[BEGIN MATERIAL SHOWN]

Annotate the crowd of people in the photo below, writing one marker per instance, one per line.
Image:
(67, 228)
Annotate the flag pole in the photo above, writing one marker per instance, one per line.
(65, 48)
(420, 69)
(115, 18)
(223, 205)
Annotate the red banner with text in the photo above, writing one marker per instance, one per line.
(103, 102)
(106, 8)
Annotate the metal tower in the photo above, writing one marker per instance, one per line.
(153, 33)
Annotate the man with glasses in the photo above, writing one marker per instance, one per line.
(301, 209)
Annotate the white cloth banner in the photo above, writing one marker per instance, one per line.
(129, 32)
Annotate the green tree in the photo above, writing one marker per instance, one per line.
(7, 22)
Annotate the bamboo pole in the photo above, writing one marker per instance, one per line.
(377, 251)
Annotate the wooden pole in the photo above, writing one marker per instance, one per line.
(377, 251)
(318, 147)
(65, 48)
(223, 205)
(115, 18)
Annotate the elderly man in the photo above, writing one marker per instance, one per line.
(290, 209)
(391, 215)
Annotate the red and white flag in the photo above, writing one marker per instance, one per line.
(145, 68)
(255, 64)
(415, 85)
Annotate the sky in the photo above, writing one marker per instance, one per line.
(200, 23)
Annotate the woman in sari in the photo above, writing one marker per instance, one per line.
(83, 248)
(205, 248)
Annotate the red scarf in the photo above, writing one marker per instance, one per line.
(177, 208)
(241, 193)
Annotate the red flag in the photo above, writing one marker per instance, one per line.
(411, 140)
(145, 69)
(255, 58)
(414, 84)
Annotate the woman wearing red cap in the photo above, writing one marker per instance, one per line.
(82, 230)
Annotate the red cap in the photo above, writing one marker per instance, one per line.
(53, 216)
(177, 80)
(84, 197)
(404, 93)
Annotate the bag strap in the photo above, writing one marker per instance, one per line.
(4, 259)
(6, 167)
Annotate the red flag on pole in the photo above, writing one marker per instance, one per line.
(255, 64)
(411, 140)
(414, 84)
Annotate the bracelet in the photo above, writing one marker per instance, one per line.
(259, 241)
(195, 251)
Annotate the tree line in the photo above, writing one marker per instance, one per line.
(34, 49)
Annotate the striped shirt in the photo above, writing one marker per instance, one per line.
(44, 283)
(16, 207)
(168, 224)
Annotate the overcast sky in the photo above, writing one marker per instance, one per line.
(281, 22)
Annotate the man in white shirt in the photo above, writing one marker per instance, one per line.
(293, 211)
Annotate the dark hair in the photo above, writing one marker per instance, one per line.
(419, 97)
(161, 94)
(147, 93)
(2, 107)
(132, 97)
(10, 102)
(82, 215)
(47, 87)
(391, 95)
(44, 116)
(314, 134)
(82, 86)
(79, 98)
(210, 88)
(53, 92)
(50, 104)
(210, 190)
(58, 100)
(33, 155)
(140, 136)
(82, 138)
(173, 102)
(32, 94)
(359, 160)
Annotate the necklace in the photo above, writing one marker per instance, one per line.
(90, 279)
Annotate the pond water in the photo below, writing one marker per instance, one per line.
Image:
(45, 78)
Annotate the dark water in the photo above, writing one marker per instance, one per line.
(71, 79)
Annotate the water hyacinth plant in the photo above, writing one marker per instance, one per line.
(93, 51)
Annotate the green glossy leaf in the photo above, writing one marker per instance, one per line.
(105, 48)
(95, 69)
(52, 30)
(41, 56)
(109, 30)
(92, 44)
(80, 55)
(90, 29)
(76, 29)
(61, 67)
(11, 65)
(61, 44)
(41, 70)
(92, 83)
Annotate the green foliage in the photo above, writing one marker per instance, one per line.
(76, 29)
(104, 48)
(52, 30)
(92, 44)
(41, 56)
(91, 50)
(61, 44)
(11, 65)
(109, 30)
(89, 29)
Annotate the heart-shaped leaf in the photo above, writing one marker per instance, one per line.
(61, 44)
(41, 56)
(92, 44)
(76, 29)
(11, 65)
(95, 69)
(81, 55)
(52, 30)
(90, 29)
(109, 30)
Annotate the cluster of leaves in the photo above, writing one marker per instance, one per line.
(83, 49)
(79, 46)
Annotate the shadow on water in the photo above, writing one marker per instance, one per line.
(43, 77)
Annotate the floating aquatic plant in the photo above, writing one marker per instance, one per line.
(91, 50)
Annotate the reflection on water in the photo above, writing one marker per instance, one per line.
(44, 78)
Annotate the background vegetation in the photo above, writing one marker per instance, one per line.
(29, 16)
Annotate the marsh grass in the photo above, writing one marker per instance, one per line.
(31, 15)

[END MATERIAL SHOWN]

• **GIVEN INSTRUCTION**: Every entry above needs to be quoted exactly.

• **FINAL RESULT**:
Annotate the crowd of people in the photo below, writing one marker per instance, one per line.
Image:
(67, 228)
Annotate the flag pole in the photo above, writing one marker per instance, one per line.
(65, 48)
(420, 69)
(115, 18)
(223, 205)
Annotate the red banner with text in the photo above, writing one marker per instance, one per line.
(103, 102)
(106, 8)
Annotate the metal tower in the photo above, writing one marker per instance, one per line.
(153, 33)
Annotate the man with glasses in the photo above, writing one marker per instance, one per line.
(301, 209)
Annotate the white cloth banner in the photo above, writing one marker per instance, one per line.
(129, 32)
Annotate the green tree in the photo above, writing one marker per instance, one per line.
(7, 22)
Annotate the bamboo pole in the photo above, writing one marker per instance, one per line.
(377, 251)
Annotate the wooden pole in the photo above, writing one marker per instance, one per line.
(377, 251)
(318, 147)
(65, 48)
(223, 205)
(115, 18)
Annotate the elderly man in the photo above, writing one marker per instance, one per line.
(290, 209)
(391, 215)
Annotate the red and white flag in the photo above, writing one marker per instance, one per line.
(145, 68)
(255, 64)
(415, 85)
Annotate the sky in the photo above, writing one marker per instance, one per line.
(200, 23)
Annotate the woman in sari in the photo above, writing one marker per instance, one per line.
(83, 248)
(205, 248)
Annotate the red scarf in the photo above, writing one marker per instance, one per line.
(177, 208)
(241, 193)
Annotate the red flag in the photo above, writing one marker per instance, one per line.
(411, 140)
(145, 69)
(255, 58)
(414, 84)
Annotate the woman wearing red cap in the photo above, writing one marker per instance, one per line.
(82, 230)
Annotate the red cap in the photo above, writing one marker per instance, one per line.
(53, 216)
(177, 80)
(84, 197)
(404, 93)
Annotate the bag strap in the photo above, writing one marker per instance, one per line.
(4, 259)
(6, 167)
Annotate the red flag on pole in the photo above, writing one marker per instance, one per line.
(255, 64)
(411, 140)
(414, 84)
Annotate the bracelet in the photo above, writing one marker per instance, one per line.
(259, 241)
(195, 251)
Annotate the tree line in the photo above, writing one marker per instance, one per line.
(34, 49)
Annotate the striped shirt in the photo above, writing one marker per instance, one per line.
(44, 283)
(16, 207)
(168, 224)
Annotate the overcast sky in the photo above, writing one marker per instance, one per line.
(281, 22)
Annotate the man in white shirt in the photo above, writing one marker per instance, one per line.
(293, 211)
Annotate the dark hair in the photo above, writing one marker per instance, one per line.
(419, 97)
(161, 94)
(147, 93)
(2, 107)
(132, 97)
(10, 102)
(82, 215)
(47, 87)
(391, 95)
(44, 116)
(314, 134)
(82, 86)
(79, 98)
(210, 88)
(53, 92)
(50, 104)
(210, 190)
(58, 100)
(33, 155)
(140, 136)
(82, 138)
(173, 102)
(32, 94)
(359, 160)
Annotate the necklace in the photo above, writing one marker per instance, one per line.
(90, 279)
Annotate the pond water in the photo below, writing one marker per instance, one per line.
Image:
(45, 78)
Annotate the dark water in the photo above, writing one marker per instance, one per line.
(71, 79)
Annotate the water hyacinth plant in the photo above, writing one marker per instance, one per line.
(93, 51)
Annotate the green glossy leaf in the photo above, writing one marker per instance, one per line.
(105, 48)
(95, 69)
(52, 30)
(41, 56)
(109, 30)
(92, 44)
(80, 55)
(90, 29)
(76, 29)
(61, 67)
(11, 65)
(61, 44)
(41, 70)
(92, 83)
Annotate the green foliage in the photo above, writing one marker per instance, one per line.
(76, 29)
(104, 48)
(52, 30)
(92, 44)
(41, 56)
(91, 50)
(61, 44)
(11, 65)
(109, 30)
(89, 29)
Annotate the heart-shaped leaf in the photo above, writing one marker per instance, one per line.
(61, 44)
(41, 56)
(92, 44)
(76, 29)
(11, 65)
(95, 69)
(81, 55)
(52, 30)
(90, 29)
(109, 30)
Annotate the cluster of leaves in the photo above, writing one marker per instance, one per line.
(83, 49)
(79, 46)
Annotate the shadow on water in the photo above, writing one marker per instance, one per line.
(43, 77)
Annotate the floating aquatic plant in the photo above, writing one marker per instance, one per line.
(91, 50)
Annotate the reflection on water in the photo above, writing one marker per instance, one per line.
(44, 78)
Annotate the background vegetation in the photo above, writing one marker per instance, one per line.
(29, 16)
Annotate the marsh grass in the photo above, writing one marker per instance, one per line.
(31, 15)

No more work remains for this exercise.